**Objective**
Return the listing below word for word.

[Location labeling records]
>> Start

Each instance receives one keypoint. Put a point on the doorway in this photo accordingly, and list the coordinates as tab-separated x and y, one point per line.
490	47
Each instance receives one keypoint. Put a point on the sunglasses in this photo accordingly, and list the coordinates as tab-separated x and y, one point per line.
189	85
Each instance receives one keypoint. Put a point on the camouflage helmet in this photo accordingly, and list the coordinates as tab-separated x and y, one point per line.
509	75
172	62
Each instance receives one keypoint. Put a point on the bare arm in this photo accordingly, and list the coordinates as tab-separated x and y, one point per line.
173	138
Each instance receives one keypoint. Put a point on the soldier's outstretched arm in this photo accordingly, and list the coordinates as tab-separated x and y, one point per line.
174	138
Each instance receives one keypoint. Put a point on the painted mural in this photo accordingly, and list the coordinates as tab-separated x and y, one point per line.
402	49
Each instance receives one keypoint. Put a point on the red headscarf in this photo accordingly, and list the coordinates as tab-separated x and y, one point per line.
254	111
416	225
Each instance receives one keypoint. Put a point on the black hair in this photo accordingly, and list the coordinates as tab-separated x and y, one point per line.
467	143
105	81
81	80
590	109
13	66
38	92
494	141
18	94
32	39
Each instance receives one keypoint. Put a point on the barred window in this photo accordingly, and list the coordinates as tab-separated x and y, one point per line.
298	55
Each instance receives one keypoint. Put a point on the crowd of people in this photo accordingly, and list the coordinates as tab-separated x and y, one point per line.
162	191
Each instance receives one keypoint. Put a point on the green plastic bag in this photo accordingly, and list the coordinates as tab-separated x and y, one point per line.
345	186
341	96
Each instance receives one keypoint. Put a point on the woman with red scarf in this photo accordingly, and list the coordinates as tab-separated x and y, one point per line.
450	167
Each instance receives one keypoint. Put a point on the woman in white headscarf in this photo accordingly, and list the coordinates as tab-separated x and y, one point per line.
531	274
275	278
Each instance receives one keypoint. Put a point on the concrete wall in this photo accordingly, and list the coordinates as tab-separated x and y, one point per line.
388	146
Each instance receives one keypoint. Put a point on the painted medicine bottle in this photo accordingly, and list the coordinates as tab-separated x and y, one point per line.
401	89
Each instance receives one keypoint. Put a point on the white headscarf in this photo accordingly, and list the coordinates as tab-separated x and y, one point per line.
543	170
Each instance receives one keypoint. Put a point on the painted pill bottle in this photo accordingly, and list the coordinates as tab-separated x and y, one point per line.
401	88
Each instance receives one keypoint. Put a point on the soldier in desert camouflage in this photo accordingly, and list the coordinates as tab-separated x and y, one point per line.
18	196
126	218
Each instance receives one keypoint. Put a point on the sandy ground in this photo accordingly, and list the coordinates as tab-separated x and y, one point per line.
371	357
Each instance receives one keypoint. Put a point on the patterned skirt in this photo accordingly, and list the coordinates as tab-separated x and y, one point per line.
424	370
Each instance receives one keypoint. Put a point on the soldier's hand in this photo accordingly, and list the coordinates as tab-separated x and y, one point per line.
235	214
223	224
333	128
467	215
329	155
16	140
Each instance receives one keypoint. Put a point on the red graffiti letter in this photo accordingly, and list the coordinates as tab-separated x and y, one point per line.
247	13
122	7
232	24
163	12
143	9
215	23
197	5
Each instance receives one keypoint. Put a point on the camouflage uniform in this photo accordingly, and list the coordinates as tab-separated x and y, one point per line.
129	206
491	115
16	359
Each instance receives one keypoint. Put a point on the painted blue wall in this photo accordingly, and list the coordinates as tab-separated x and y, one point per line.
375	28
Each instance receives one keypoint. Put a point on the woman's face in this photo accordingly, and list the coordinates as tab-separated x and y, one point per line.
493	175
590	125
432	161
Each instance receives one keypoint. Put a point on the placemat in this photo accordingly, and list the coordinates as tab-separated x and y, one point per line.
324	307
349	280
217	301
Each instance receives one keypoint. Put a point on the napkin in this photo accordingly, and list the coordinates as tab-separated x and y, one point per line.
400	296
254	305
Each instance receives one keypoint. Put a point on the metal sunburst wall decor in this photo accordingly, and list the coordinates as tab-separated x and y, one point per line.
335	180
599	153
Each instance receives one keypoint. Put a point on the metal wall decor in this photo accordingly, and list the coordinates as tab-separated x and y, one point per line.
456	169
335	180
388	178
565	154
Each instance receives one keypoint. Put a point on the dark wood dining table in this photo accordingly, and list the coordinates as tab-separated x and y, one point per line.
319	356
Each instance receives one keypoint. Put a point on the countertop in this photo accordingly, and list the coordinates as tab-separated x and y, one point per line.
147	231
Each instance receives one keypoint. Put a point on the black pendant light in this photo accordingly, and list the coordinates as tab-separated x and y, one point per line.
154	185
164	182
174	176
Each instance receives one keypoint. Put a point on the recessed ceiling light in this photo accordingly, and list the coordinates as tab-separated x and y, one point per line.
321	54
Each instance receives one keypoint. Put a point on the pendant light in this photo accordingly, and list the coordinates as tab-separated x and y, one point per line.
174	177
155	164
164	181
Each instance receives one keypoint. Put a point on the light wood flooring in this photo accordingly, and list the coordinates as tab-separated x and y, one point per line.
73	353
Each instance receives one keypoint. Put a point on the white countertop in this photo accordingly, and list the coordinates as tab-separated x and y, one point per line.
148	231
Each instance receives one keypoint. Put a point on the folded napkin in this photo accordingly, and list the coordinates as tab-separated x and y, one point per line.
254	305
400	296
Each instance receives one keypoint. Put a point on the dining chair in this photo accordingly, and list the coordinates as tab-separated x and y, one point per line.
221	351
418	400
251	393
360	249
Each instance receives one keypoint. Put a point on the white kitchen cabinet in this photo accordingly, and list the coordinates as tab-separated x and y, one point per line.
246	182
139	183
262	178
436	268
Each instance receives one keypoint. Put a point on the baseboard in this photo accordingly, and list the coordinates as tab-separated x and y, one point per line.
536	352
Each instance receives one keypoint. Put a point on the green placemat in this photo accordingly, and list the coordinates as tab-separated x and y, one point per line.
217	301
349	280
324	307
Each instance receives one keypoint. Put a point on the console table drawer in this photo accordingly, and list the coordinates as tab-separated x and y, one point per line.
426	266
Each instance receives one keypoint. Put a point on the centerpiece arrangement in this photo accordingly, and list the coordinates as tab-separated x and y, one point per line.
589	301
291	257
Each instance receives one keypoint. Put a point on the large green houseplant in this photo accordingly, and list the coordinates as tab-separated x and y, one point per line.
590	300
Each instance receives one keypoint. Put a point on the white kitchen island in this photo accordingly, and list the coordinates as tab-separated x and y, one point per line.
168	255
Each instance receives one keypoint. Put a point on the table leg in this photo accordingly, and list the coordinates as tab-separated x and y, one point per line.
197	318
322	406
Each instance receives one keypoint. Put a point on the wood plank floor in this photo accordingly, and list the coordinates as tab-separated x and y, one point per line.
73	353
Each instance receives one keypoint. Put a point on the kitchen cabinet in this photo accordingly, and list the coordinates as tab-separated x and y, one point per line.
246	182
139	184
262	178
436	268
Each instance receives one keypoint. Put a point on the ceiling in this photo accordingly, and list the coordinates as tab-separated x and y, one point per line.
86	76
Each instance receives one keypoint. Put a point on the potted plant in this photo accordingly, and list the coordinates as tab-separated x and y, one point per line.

>> End

**Right answer**
Each instance receives one keypoint. Put a point on the doorway in this photo accordingly, and list the coordinates as tab-separated x and y, one point per line.
490	47
Each instance receives one keypoint. Put a point on the sunglasses in this photo accordingly, and list the coordinates as tab-separated x and y, one point per line.
189	85
Each instance receives one keypoint. Put a point on the camouflage helmet in this photo accordingly, and list the coordinates as tab-separated x and y, one point per line.
509	75
172	62
Each instance receives one keypoint. Put a point on the bare arm in this photo accordingly, and list the coordinates as tab-separated x and y, one point per line.
173	138
Each instance receives one keypoint. Put a point on the soldier's outstretched arm in this photo accordingly, and list the coordinates as tab-separated x and y, one point per line.
174	138
Each instance receives one keypoint. Put a point on the painted mural in this photo accordingly, and list the coordinates as tab-separated x and y, one point per line.
402	49
Each instance receives one keypoint. Put a point on the red headscarf in this photo accordingly, and list the coordinates as tab-separated x and y, one point per line.
254	111
416	225
Each instance receives one keypoint. Put a point on the black hair in this photo accordingly, and list the coordinates as tab-separated x and y, one point per line.
467	143
105	81
81	80
590	109
13	66
38	92
494	141
18	94
32	39
Each instance receives one keypoint. Put a point on the barred window in this photo accordingly, and list the coordinates as tab-separated x and y, one point per line.
298	55
Each instance receives one keypoint. Put a point on the crowd of people in this photo accordingly, and list the coordinates as tab-separated x and y, one point per line.
162	191
Each instance receives one keypoint. Put a point on the green plastic bag in this photo accordingly, and list the coordinates as tab-separated x and y, one point per line.
345	186
341	96
Each instance receives one keypoint. Put a point on the woman with red scarf in this photo accordingly, and list the coordinates as tab-separated x and y, one point per line.
450	167
Each instance receives one keypoint. Put a point on the woman in white headscarf in this photo accordingly, and list the coordinates as tab-separated x and y, one point per line.
531	274
275	278
Each instance receives one keypoint. Put a point on the concrete wall in this photo accordingly, and list the coordinates as tab-separated x and y, one point per line.
388	146
Each instance receives one keypoint. Put a point on the painted medicine bottle in this photo accordingly, and list the coordinates as tab-separated x and y, one point per line.
401	89
Each instance receives one keypoint. Put a point on the white headscarf in this photo accordingly, and list the coordinates as tab-separated x and y, one point per line.
543	170
Each instance receives one keypoint. Put a point on the painted pill bottle in this photo accordingly, and list the coordinates as tab-separated x and y, one point per line.
401	88
Each instance receives one keypoint. Put a point on the soldier in desert camouflage in this photo accordingly, and list the coordinates as tab-separated x and y, one point per line.
18	196
126	218
Each instance receives one keypoint. Put a point on the sandy ground in this photo accordingly, and list the coordinates as tab-separated x and y, one point per line.
371	357
Each instance receives one keypoint. Put a point on the patterned skirt in this photo accordingly, and list the coordinates as tab-separated x and y, one point per line.
424	370
Each instance receives one keypoint. Put a point on the soldier's hand in this photo accordingly, and list the coordinates as tab-separated x and y, one point per line.
235	214
223	224
333	128
467	215
329	155
16	140
Each instance receives one keypoint. Put a point on the red graffiti letter in this photo accordingly, and list the coordinates as tab-separated x and y, one point per line.
247	13
122	7
232	24
163	12
143	9
215	23
197	5
Each instance receives one keypoint. Put a point on the camouflage uniform in this photo accordingly, and list the coordinates as tab-separated x and y, one point per line.
129	206
491	115
16	359
Each instance receives one keypoint. Put a point on the painted blue wall in this photo accordingly, and list the coordinates as tab-separated x and y, one point per line.
375	28
Each instance receives one keypoint. Put a point on the woman's face in this photo accordingly, and list the coordinates as tab-separated x and y, one point per line.
493	175
590	125
432	161
Each instance receives one keypoint. Put a point on the placemat in this photo accordingly, and list the coordinates as tab-separated x and y, one point per line.
324	307
349	280
217	301
Each instance receives one keypoint. Put a point on the napkin in this photo accordingly, and list the coordinates as tab-separated x and y, one point per line.
400	296
254	305
Each instance receives one keypoint. Put a point on the metal sunburst wall decor in this photo accordingly, and list the coordinates as tab-separated x and y, one point per line.
335	180
599	153
Each instance receives one keypoint. Put a point on the metal wall decor in this photo accordingly, and list the coordinates as tab-separated x and y, one point per line.
456	169
335	180
388	178
565	154
Each instance receives one keypoint. Put a point on the dark wood dining table in this photo accordingly, and list the coordinates as tab-separated x and y, one point per line.
319	356
Each instance receives one keypoint. Put a point on the countertop in this photo accordingly, and list the coordinates as tab-separated x and y, one point per line.
147	231
Each instance receives one keypoint. Put a point on the black pendant light in this photo accordingly, and list the coordinates as tab-separated x and y, one point per line.
154	185
164	182
174	176
Each instance receives one keypoint. Put a point on the recessed ceiling light in this photo accordingly, and list the coordinates as tab-separated x and y, one point per line.
321	54
Each instance receives one keypoint. Put a point on the pendant light in this photo accordingly, and list the coordinates as tab-separated x and y, one point per line.
174	177
155	164
164	181
Each instance receives one keypoint. Put a point on the light wood flooring in this photo accordingly, and list the coordinates as tab-separated x and y, one point per line.
73	353
Each instance receives one keypoint. Put a point on the white countertop in this photo accordingly, and list the coordinates as tab-separated x and y, one point per line.
148	231
Each instance receives one keypoint. Put a point on the folded napkin in this photo accordingly, and list the coordinates as tab-separated x and y, one point per line.
254	305
400	296
Each instance receives one keypoint. Put a point on the dining chair in this photo accordingly, and list the coordinates as tab-separated x and y, one point per line.
221	351
418	400
251	393
360	249
Each instance receives one keypoint. Put a point on the white kitchen cabinet in this photo accordingly, and list the coordinates as tab-separated x and y, one point per line.
246	182
139	183
262	178
436	268
Each instance receives one keypoint. Put a point on the baseboard in this photo accordingly, and list the coordinates as tab-separated x and y, one point per line.
536	352
Each instance receives one keypoint. Put a point on the green placemat in this photo accordingly, and list the coordinates as tab-separated x and y, one point per line.
217	301
349	280
324	307
Each instance receives one keypoint. Put a point on the console table drawer in this photo accordingly, and list the coordinates as tab-separated x and y, one point per line.
426	266
Each instance receives one keypoint. Put a point on the centerpiece arrangement in this photo accordingly, and list the coordinates as tab-separated x and y, one point per line.
589	301
291	257
Each instance receives one keypoint. Put a point on the large green houseplant in this photo accordingly, and list the coordinates as tab-separated x and y, one point per line.
590	300
Each instance receives one keypoint. Put a point on the white kitchen island in this photo accordingly, and list the coordinates as tab-separated x and y, one point per line.
168	255
Each instance receives one keypoint. Put a point on the table leg in this photo accordingly, and list the coordinates as tab-separated x and y, one point per line.
197	318
322	406
Each instance receives one keypoint. Put a point on the wood plank floor in this photo accordingly, and list the coordinates as tab-separated x and y, one point per line.
73	353
Each instance receives one keypoint. Put a point on the kitchen cabinet in this photo accordingly, and list the coordinates as tab-separated x and y, one point per line.
246	182
139	184
262	178
436	268
Each instance receives one keypoint. Put a point on the ceiling in this photo accordingly, and list the coordinates as tab-separated x and y, one point per line.
86	76
Each instance receives one keypoint. Put a point on the potted plant in this photo accordingly, and list the coordinates as tab-separated x and y, one point per line.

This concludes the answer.